_The exercise_
Rewrite the rows from the start through the line that contains "xmin=226 ymin=341 xmax=427 ymax=383", replacing "deck" with "porch" and leaving everything else unchanged. Leave the pictures out of your answer.

[Dataset excerpt]
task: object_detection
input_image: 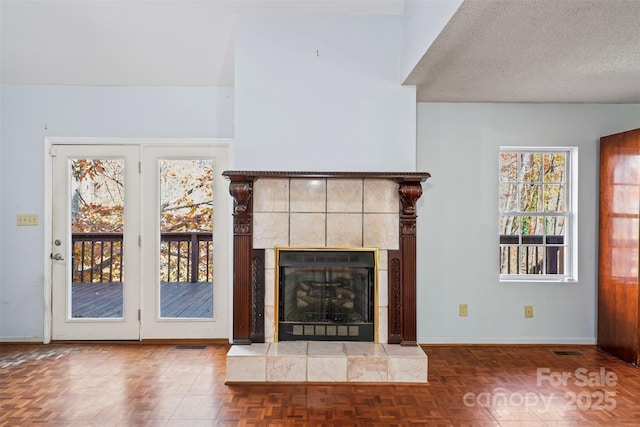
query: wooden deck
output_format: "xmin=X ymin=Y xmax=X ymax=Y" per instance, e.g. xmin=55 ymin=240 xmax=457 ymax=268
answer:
xmin=72 ymin=282 xmax=213 ymax=319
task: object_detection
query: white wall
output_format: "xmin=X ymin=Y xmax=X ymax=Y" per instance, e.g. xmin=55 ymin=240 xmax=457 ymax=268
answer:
xmin=418 ymin=103 xmax=640 ymax=344
xmin=235 ymin=16 xmax=416 ymax=171
xmin=0 ymin=85 xmax=233 ymax=341
xmin=402 ymin=0 xmax=462 ymax=81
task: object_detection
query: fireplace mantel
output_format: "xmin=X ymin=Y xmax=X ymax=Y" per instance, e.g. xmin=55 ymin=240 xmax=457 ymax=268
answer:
xmin=222 ymin=171 xmax=430 ymax=346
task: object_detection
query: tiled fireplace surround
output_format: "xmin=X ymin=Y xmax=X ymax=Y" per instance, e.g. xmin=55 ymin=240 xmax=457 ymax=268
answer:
xmin=223 ymin=171 xmax=429 ymax=383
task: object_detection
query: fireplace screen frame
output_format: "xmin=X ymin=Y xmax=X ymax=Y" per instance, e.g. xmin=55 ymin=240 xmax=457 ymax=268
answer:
xmin=274 ymin=247 xmax=379 ymax=343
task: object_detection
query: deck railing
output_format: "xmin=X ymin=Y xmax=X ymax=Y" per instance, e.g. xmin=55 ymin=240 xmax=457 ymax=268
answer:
xmin=500 ymin=234 xmax=564 ymax=274
xmin=71 ymin=232 xmax=213 ymax=283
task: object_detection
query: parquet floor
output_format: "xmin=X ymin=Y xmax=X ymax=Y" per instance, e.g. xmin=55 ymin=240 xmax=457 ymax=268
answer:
xmin=0 ymin=343 xmax=640 ymax=427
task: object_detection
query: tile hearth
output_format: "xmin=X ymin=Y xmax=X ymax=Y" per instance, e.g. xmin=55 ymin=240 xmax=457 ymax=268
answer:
xmin=226 ymin=341 xmax=427 ymax=383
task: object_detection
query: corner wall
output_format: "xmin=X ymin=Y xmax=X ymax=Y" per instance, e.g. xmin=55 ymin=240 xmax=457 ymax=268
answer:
xmin=235 ymin=16 xmax=416 ymax=172
xmin=417 ymin=103 xmax=640 ymax=344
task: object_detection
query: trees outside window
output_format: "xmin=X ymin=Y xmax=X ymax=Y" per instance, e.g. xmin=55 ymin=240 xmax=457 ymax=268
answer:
xmin=498 ymin=148 xmax=575 ymax=280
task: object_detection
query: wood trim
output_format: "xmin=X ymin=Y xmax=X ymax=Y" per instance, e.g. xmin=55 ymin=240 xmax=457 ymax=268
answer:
xmin=396 ymin=179 xmax=422 ymax=346
xmin=229 ymin=179 xmax=254 ymax=344
xmin=387 ymin=250 xmax=403 ymax=344
xmin=250 ymin=249 xmax=265 ymax=342
xmin=222 ymin=171 xmax=431 ymax=182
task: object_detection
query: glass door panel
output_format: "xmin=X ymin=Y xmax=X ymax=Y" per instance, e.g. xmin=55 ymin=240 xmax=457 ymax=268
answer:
xmin=51 ymin=145 xmax=139 ymax=339
xmin=158 ymin=159 xmax=213 ymax=319
xmin=69 ymin=158 xmax=125 ymax=318
xmin=141 ymin=146 xmax=231 ymax=339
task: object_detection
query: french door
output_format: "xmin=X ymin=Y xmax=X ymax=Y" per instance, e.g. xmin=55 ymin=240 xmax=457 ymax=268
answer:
xmin=51 ymin=145 xmax=230 ymax=340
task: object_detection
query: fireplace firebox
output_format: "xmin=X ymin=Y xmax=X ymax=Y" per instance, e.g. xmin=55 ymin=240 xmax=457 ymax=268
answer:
xmin=276 ymin=248 xmax=378 ymax=342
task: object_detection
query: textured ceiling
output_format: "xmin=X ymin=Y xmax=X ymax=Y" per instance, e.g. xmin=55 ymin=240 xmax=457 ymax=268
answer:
xmin=0 ymin=0 xmax=640 ymax=103
xmin=405 ymin=0 xmax=640 ymax=103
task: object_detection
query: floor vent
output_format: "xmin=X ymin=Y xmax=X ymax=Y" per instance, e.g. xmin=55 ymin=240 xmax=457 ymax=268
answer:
xmin=552 ymin=350 xmax=584 ymax=356
xmin=173 ymin=345 xmax=207 ymax=350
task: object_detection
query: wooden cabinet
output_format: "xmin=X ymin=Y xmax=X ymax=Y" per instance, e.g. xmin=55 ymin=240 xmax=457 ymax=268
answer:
xmin=598 ymin=129 xmax=640 ymax=366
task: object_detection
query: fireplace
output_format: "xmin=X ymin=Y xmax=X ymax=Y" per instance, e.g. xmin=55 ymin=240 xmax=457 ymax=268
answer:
xmin=223 ymin=171 xmax=429 ymax=346
xmin=276 ymin=248 xmax=378 ymax=342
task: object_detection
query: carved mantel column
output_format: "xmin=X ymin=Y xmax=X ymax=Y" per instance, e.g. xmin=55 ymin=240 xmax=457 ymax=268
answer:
xmin=227 ymin=175 xmax=257 ymax=344
xmin=395 ymin=178 xmax=424 ymax=346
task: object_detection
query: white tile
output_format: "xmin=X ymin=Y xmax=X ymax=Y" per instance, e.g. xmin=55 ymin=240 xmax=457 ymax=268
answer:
xmin=264 ymin=249 xmax=276 ymax=268
xmin=382 ymin=344 xmax=427 ymax=358
xmin=267 ymin=356 xmax=307 ymax=382
xmin=364 ymin=179 xmax=400 ymax=213
xmin=347 ymin=356 xmax=389 ymax=382
xmin=362 ymin=214 xmax=400 ymax=249
xmin=267 ymin=341 xmax=307 ymax=381
xmin=378 ymin=251 xmax=388 ymax=274
xmin=378 ymin=271 xmax=389 ymax=307
xmin=307 ymin=341 xmax=347 ymax=356
xmin=378 ymin=307 xmax=389 ymax=344
xmin=227 ymin=343 xmax=269 ymax=357
xmin=253 ymin=212 xmax=289 ymax=249
xmin=327 ymin=213 xmax=362 ymax=247
xmin=267 ymin=341 xmax=307 ymax=357
xmin=227 ymin=356 xmax=267 ymax=382
xmin=289 ymin=178 xmax=327 ymax=212
xmin=307 ymin=356 xmax=347 ymax=382
xmin=345 ymin=341 xmax=387 ymax=357
xmin=264 ymin=305 xmax=276 ymax=342
xmin=227 ymin=344 xmax=269 ymax=382
xmin=289 ymin=213 xmax=327 ymax=247
xmin=264 ymin=268 xmax=276 ymax=305
xmin=327 ymin=179 xmax=362 ymax=213
xmin=253 ymin=178 xmax=289 ymax=212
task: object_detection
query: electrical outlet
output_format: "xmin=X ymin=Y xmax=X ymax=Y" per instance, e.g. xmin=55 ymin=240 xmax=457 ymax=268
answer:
xmin=18 ymin=214 xmax=39 ymax=226
xmin=460 ymin=304 xmax=467 ymax=316
xmin=524 ymin=305 xmax=533 ymax=319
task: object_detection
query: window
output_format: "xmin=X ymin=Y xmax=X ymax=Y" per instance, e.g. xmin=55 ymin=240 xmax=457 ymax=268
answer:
xmin=498 ymin=147 xmax=577 ymax=281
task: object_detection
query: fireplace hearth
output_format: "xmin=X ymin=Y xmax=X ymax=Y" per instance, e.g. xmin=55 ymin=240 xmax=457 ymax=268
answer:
xmin=276 ymin=248 xmax=377 ymax=342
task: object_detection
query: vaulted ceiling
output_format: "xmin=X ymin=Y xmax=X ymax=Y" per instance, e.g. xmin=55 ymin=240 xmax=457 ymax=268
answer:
xmin=0 ymin=0 xmax=640 ymax=103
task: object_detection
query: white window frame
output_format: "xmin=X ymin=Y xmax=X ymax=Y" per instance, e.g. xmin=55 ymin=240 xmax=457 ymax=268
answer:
xmin=496 ymin=146 xmax=578 ymax=282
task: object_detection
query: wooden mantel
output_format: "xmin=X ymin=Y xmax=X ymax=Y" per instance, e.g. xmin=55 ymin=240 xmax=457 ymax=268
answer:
xmin=222 ymin=171 xmax=430 ymax=346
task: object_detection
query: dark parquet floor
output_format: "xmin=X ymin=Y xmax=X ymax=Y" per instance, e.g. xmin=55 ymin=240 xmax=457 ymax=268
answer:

_The answer_
task: object_detection
input_image: 
query: wooden porch
output_format: "xmin=X ymin=Y xmax=X ymax=Y" per instance, e.g. xmin=55 ymin=240 xmax=457 ymax=268
answer:
xmin=72 ymin=282 xmax=213 ymax=319
task: object_detection
query: white wall
output_format: "xmin=X ymin=Y xmax=X ymax=Y" per instance, e.g. xmin=55 ymin=240 xmax=457 ymax=268
answer:
xmin=418 ymin=103 xmax=640 ymax=344
xmin=235 ymin=16 xmax=416 ymax=171
xmin=0 ymin=85 xmax=233 ymax=341
xmin=402 ymin=0 xmax=462 ymax=81
task: object_detection
query: fireplace mantel
output_format: "xmin=X ymin=Y xmax=X ymax=Y" per instance, e.g. xmin=55 ymin=240 xmax=457 ymax=268
answer:
xmin=222 ymin=171 xmax=430 ymax=346
task: object_detection
query: tiled fireplace surround
output_format: "xmin=X ymin=Y xmax=X ymax=Y" per instance, e.g. xmin=55 ymin=240 xmax=457 ymax=268
answer:
xmin=223 ymin=171 xmax=429 ymax=383
task: object_detection
query: fireplace screen frame
output_format: "xmin=X ymin=Y xmax=X ymax=Y" per instance, e.g. xmin=55 ymin=240 xmax=457 ymax=268
answer:
xmin=274 ymin=247 xmax=379 ymax=343
task: object_detection
query: porch railing
output_format: "xmin=X ymin=Y xmax=X ymax=Y" per instance, e.g. xmin=55 ymin=240 xmax=457 ymax=268
answer:
xmin=500 ymin=234 xmax=564 ymax=274
xmin=71 ymin=232 xmax=213 ymax=283
task: object_detection
query: parquet floor
output_format: "xmin=X ymin=Y xmax=X ymax=Y" per instance, e.g. xmin=55 ymin=240 xmax=457 ymax=268
answer:
xmin=0 ymin=343 xmax=640 ymax=427
task: object_detection
query: tile hearth
output_format: "xmin=X ymin=Y xmax=X ymax=Y" per instance, e.g. xmin=55 ymin=240 xmax=457 ymax=268
answer:
xmin=226 ymin=341 xmax=427 ymax=383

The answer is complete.